# [What to work on]
Copy out every line of the records below that contains the word "white", paying attention to case.

A run of records
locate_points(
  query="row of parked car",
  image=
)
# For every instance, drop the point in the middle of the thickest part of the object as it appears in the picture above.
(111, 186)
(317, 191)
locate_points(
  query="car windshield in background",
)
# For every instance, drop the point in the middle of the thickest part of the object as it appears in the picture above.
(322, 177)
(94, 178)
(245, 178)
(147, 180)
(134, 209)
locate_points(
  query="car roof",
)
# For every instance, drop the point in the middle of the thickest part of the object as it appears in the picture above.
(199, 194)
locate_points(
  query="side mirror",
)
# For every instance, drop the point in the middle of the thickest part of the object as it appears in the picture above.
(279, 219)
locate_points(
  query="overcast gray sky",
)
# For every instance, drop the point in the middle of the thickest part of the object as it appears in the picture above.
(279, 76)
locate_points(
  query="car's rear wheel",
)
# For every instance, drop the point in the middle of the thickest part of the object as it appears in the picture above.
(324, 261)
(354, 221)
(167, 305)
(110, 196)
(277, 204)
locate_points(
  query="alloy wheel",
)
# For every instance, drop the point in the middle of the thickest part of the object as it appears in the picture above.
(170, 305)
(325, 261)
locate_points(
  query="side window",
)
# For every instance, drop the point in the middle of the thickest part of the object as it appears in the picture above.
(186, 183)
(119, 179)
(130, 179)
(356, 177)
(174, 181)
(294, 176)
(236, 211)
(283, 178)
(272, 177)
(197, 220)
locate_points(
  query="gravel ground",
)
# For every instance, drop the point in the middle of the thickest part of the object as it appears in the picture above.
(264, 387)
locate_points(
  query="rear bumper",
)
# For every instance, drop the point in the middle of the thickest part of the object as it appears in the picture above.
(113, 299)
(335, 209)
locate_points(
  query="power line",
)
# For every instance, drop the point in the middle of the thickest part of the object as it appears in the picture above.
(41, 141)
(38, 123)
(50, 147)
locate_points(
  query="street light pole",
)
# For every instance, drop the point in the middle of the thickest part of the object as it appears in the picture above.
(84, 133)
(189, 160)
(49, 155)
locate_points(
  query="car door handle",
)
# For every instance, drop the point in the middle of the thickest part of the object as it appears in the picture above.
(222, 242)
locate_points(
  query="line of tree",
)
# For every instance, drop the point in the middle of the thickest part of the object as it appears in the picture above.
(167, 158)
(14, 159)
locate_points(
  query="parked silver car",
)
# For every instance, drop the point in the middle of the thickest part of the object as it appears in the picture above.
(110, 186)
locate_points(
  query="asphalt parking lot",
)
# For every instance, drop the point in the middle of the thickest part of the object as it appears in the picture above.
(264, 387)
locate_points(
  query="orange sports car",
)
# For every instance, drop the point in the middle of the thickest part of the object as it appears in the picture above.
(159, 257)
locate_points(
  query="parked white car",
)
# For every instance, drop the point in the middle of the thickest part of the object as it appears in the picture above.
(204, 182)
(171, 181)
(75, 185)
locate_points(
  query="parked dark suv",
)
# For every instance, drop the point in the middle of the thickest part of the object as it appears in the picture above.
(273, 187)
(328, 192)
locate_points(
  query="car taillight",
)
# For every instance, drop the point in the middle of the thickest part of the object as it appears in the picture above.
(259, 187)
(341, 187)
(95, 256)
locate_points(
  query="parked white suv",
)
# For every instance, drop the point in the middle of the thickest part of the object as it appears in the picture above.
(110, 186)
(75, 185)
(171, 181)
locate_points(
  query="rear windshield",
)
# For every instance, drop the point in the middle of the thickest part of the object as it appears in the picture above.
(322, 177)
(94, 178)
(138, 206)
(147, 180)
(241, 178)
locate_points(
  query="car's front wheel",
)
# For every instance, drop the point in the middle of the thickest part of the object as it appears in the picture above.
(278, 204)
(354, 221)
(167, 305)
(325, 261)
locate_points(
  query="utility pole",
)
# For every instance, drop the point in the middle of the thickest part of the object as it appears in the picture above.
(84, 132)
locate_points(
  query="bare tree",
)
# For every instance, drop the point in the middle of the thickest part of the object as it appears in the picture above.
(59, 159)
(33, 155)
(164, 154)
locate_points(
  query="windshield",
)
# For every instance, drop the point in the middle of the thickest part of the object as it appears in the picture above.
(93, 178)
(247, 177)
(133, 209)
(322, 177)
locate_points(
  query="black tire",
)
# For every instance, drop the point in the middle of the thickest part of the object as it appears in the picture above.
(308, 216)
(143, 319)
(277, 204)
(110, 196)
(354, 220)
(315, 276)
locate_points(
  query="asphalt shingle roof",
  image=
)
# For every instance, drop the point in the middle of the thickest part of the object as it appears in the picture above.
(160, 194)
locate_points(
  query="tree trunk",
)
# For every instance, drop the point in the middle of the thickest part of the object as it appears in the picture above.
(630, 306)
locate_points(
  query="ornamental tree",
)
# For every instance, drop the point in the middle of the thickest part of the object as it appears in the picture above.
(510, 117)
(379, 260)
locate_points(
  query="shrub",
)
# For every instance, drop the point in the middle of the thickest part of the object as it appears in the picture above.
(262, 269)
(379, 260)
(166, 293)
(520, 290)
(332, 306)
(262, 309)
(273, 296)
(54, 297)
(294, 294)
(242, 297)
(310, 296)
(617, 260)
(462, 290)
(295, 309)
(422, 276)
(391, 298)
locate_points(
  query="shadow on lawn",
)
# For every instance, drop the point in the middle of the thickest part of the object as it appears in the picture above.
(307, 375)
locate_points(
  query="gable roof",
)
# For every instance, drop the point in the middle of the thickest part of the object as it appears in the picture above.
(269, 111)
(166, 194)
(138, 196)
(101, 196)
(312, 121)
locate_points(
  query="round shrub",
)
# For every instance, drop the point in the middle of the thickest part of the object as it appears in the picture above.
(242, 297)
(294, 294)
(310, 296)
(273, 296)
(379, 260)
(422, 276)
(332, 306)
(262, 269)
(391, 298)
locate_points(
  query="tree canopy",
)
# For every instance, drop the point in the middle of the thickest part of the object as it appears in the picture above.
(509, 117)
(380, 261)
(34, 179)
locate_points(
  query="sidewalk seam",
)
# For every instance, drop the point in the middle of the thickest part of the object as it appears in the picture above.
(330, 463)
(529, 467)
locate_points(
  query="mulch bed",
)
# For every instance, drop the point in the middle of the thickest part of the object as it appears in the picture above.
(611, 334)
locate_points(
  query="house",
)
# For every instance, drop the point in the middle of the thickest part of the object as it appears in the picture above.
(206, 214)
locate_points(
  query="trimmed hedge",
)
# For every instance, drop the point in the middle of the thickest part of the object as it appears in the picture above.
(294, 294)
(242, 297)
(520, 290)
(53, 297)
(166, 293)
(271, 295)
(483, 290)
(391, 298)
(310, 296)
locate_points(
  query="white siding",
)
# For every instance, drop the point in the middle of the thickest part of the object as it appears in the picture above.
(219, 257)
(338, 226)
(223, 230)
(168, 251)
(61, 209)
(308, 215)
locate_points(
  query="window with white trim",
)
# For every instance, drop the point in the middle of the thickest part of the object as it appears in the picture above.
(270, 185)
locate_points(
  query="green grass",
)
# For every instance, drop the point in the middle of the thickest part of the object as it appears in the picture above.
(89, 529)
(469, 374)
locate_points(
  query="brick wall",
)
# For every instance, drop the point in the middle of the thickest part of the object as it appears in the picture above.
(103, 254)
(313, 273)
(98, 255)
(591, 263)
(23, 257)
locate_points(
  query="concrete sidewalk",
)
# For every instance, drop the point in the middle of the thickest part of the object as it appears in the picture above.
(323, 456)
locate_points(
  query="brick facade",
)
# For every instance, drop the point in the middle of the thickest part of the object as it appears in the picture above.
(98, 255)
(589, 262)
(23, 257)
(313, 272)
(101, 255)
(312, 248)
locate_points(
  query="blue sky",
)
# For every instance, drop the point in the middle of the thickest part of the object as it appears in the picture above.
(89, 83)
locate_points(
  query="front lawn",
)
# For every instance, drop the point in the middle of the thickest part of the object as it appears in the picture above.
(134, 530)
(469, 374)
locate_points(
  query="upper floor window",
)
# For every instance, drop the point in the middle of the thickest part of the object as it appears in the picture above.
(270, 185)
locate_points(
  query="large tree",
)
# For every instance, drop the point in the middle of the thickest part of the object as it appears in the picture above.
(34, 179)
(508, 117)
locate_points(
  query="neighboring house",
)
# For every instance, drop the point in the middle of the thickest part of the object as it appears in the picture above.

# [Output for this exercise]
  query="parked white car",
  query="parked white suv",
  query="white siding",
  query="window with white trim",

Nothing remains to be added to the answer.